Written exercise – Please edit the rows from the line with "For the benchmark, point out every instance of the crown" to the line with "point(388, 698)", changing "single marker" to "single dot" and keeping everything else the same. Leave out the pictures.

Items –
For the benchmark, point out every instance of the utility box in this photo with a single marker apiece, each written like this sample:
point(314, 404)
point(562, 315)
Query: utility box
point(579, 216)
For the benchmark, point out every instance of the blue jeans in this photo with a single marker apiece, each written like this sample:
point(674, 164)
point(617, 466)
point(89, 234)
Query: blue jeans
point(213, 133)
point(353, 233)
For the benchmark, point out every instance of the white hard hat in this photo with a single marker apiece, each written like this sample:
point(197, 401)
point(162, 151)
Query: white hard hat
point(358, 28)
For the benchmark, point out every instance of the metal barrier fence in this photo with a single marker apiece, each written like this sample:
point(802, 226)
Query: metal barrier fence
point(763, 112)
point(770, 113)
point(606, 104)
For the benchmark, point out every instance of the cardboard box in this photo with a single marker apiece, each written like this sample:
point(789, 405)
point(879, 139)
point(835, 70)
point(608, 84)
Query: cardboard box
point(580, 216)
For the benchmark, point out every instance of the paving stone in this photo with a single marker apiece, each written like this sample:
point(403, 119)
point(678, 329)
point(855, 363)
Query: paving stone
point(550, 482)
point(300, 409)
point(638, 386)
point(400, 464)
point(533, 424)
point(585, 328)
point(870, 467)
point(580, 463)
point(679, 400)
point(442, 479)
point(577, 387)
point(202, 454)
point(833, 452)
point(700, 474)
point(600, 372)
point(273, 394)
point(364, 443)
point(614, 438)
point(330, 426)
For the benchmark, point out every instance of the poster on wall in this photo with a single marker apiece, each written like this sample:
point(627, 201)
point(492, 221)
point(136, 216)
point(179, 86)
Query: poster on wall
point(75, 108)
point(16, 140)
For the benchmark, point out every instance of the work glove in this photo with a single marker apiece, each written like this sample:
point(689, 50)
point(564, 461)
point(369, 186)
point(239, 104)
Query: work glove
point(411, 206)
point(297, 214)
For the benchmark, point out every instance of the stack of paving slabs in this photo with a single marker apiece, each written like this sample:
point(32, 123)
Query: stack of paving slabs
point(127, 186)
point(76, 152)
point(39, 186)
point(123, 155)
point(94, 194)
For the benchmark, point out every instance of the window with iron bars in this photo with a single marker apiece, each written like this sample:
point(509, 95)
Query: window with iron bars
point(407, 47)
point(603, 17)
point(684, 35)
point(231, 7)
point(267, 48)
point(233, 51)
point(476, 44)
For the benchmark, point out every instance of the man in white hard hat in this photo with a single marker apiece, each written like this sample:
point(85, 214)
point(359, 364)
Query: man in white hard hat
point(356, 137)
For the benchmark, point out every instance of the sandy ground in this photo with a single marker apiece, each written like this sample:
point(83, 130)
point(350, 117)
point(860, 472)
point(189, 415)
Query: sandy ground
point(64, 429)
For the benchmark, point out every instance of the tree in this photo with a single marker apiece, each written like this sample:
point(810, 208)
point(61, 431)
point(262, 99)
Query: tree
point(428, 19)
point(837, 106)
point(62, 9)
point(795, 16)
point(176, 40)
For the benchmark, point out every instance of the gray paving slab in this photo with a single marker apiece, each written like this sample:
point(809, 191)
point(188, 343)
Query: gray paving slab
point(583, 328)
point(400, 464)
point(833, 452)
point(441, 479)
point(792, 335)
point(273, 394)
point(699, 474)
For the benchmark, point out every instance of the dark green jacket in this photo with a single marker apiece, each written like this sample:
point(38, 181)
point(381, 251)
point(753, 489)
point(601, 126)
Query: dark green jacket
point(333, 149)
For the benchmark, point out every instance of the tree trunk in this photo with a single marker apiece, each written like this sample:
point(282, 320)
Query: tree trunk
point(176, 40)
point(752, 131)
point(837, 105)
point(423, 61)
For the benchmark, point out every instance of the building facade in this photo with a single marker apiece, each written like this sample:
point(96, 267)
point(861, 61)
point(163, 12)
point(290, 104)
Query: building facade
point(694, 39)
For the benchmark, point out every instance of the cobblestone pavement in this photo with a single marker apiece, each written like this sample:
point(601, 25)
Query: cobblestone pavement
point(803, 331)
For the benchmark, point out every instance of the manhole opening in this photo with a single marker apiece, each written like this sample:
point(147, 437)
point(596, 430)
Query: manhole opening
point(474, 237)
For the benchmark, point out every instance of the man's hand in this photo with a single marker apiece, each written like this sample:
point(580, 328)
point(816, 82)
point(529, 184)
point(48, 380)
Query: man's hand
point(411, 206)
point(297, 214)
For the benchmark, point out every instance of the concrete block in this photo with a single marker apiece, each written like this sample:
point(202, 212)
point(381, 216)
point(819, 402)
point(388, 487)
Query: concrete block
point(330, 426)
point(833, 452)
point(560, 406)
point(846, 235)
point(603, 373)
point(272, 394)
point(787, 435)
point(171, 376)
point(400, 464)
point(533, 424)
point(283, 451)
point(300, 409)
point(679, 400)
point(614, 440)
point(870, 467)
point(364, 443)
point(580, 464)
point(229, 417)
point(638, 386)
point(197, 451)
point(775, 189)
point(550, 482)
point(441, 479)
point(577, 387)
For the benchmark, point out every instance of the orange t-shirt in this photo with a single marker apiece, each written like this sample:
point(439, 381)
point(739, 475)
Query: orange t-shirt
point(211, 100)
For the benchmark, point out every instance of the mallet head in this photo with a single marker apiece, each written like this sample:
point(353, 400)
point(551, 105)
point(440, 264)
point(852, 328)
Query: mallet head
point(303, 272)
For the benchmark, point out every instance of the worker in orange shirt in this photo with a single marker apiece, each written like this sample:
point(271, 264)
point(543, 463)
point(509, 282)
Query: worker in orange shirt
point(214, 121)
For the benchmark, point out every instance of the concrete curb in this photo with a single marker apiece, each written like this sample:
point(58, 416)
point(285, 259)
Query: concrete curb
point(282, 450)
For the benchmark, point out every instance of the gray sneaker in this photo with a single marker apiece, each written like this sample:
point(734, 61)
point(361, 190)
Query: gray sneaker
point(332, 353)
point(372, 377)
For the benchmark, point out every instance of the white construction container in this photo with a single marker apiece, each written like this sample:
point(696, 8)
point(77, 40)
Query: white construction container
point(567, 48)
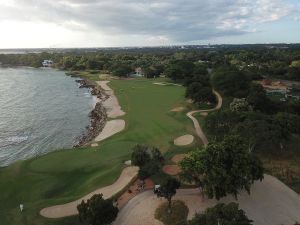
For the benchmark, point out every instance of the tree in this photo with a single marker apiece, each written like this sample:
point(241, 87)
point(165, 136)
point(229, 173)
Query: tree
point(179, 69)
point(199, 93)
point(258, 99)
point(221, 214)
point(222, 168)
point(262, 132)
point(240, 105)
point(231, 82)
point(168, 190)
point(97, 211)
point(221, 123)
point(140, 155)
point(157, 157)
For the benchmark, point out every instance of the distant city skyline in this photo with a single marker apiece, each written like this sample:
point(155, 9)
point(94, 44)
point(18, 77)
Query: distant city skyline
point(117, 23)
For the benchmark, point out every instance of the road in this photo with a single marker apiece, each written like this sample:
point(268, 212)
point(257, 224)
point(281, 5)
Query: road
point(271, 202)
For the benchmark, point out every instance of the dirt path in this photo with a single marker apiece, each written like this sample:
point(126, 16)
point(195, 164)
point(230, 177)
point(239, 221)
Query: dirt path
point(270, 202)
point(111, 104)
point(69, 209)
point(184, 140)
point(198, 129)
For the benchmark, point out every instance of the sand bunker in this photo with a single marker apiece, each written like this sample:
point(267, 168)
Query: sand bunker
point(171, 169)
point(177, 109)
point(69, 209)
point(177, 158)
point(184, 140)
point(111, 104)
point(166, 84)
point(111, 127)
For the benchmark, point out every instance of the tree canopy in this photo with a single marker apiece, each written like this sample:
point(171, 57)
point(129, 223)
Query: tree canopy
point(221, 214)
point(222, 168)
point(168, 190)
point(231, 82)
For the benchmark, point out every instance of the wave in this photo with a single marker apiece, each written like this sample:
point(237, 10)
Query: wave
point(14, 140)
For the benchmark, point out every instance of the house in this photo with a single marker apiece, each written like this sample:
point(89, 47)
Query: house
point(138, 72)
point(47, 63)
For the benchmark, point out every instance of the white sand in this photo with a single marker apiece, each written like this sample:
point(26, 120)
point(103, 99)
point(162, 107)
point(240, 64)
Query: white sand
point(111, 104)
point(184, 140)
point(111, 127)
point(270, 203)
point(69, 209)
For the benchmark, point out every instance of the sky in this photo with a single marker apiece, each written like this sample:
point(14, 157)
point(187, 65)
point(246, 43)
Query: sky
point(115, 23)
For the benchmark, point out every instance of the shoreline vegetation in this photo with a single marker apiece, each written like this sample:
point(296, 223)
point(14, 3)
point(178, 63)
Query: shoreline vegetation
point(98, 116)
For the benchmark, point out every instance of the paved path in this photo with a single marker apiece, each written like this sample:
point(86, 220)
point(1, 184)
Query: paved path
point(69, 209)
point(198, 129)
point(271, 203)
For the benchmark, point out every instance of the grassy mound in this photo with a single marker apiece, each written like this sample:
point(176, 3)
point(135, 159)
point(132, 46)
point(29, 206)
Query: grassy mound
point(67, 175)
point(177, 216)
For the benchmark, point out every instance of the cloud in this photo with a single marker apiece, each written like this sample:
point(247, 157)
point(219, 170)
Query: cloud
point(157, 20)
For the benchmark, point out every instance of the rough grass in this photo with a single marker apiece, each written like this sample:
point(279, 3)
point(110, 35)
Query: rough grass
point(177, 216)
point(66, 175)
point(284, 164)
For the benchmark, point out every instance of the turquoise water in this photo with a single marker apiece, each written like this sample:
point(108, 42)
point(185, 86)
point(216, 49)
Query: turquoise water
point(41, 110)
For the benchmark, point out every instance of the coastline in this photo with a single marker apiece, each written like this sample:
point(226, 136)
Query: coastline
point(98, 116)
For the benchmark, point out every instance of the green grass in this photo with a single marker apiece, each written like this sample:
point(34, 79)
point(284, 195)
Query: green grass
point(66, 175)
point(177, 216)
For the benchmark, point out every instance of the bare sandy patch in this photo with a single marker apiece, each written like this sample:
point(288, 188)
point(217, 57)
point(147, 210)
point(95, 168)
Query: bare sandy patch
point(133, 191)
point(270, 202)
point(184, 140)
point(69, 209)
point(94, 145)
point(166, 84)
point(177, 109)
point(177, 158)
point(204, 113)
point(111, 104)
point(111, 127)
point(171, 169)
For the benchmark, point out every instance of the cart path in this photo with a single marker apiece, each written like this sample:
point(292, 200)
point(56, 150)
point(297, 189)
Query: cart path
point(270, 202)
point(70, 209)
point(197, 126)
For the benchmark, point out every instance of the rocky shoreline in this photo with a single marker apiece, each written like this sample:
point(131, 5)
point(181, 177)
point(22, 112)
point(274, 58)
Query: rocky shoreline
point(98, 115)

==

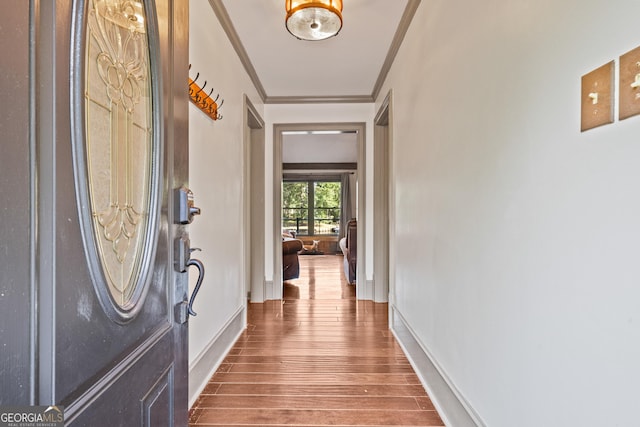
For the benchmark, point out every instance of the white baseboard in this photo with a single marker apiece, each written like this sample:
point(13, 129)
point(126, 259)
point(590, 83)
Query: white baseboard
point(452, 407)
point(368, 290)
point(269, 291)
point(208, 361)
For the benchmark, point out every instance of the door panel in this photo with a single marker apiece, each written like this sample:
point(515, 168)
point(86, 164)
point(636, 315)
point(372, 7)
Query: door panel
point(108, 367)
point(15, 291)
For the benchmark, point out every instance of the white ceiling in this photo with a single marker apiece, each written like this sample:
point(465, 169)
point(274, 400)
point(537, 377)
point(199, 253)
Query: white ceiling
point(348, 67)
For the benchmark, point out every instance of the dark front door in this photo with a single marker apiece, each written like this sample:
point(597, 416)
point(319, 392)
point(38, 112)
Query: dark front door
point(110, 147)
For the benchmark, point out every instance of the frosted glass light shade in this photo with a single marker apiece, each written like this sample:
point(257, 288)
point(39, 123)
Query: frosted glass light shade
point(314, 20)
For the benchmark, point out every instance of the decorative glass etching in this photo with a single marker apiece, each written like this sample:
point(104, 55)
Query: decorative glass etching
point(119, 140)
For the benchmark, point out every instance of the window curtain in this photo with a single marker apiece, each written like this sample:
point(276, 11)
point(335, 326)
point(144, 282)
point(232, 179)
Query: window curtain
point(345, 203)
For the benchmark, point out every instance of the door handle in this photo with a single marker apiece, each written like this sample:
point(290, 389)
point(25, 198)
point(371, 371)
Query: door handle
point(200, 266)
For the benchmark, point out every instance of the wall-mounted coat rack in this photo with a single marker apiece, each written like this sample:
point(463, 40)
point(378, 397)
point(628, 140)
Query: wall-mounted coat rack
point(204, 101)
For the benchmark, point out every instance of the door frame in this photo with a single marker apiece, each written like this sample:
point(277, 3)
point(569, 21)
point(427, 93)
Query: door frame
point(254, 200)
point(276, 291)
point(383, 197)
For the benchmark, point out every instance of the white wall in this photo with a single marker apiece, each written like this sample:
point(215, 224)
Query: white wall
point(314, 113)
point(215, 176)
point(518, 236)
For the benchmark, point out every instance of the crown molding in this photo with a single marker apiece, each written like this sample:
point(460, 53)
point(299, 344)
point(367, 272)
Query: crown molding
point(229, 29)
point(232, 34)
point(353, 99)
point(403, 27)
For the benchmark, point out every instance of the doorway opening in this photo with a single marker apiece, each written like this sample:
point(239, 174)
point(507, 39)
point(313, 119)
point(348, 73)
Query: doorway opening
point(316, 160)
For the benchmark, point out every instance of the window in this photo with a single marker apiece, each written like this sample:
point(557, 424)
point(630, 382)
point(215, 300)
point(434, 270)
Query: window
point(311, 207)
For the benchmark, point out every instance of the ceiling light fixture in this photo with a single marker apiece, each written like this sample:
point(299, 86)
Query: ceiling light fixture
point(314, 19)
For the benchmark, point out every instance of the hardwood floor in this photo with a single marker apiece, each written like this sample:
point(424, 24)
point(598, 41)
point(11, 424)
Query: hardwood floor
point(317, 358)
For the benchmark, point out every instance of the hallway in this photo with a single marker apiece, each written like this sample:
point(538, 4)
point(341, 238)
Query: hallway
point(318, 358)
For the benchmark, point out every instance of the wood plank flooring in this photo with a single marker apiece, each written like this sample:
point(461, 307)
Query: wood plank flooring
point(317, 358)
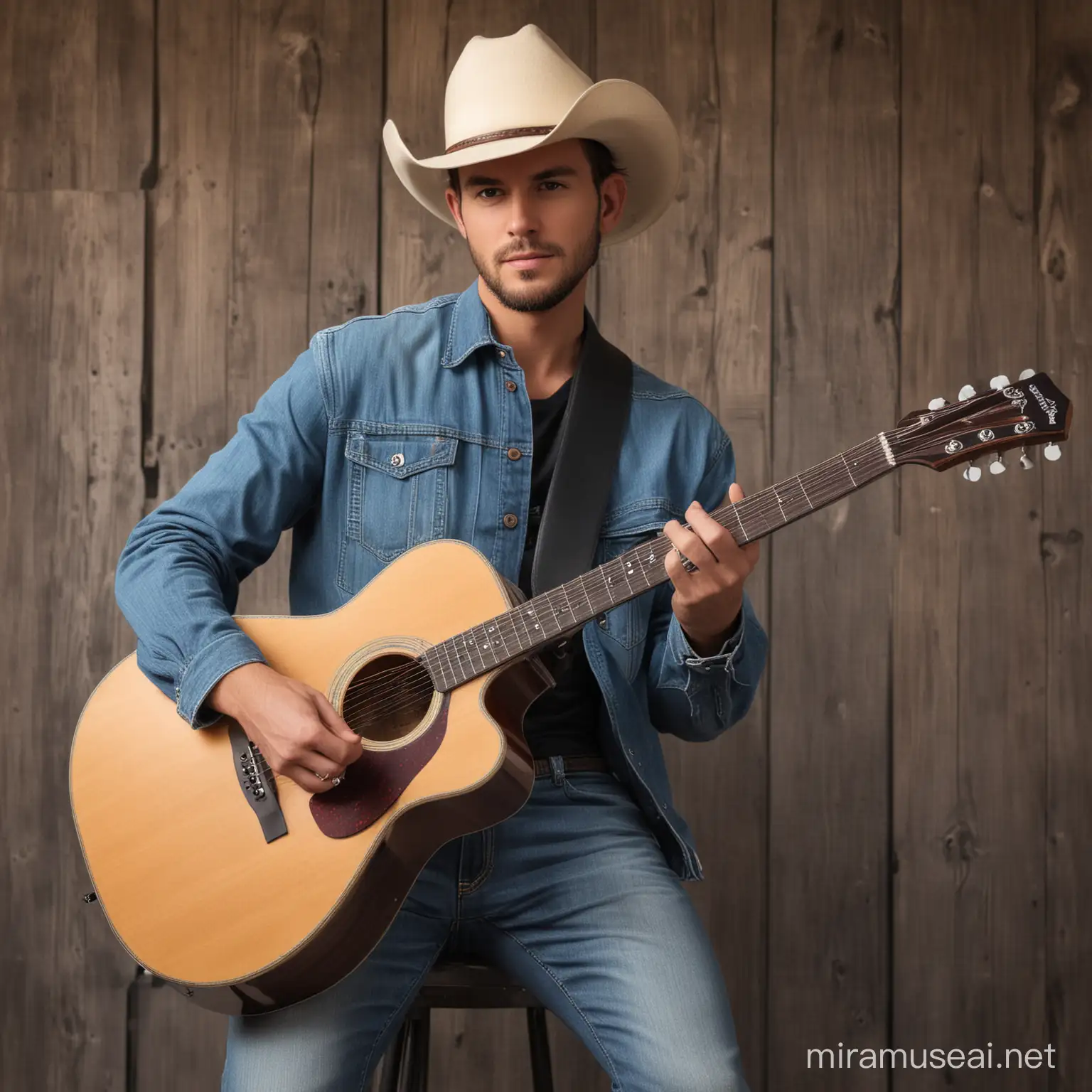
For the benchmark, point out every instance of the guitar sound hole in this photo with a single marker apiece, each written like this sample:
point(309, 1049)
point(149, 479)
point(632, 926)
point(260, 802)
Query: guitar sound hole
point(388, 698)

Correct answer –
For the benchmark, point out every instance of the crown molding in this photo with a single dot apiece, each written like this sample:
point(460, 53)
point(299, 344)
point(367, 272)
Query: crown molding
point(229, 29)
point(232, 34)
point(353, 99)
point(403, 27)
For the benchmark, point out every instance of the doorway opening in this photo with a single dot apiece, each written like this sample:
point(239, 174)
point(507, 39)
point(313, 119)
point(348, 73)
Query: doorway opening
point(316, 160)
For the benchmark, point out every instance of the window in this photo with a single dot apiece, each written like this sample:
point(557, 424)
point(630, 382)
point(215, 300)
point(434, 270)
Query: window
point(311, 207)
For the benchmark, point out every instance of the ceiling light fixture in this photo with a single dot apiece, each written like this sample:
point(299, 86)
Query: ceiling light fixture
point(314, 19)
For the benchmark, point out every instance of the hardwood floor in this photo with a single dot apiece, each written like this sample:
point(424, 24)
point(598, 41)
point(11, 424)
Query: hardwood floor
point(317, 358)
For the benchmark, point out every instance of the hallway in this photo with a single dot apiece, each written like this sample:
point(538, 4)
point(341, 238)
Query: hallway
point(318, 358)
For the benchmark, point out every instance of the wood plank flooring in this photo with a single dot apiece, each written like this sample:
point(461, 307)
Query: wood plank flooring
point(317, 358)
For the benchmark, point out every instance of the guitar sound hole in this photo with a single dot apiece, each written like this sample:
point(309, 1049)
point(149, 479)
point(632, 926)
point(260, 802)
Query: guitar sound hole
point(388, 698)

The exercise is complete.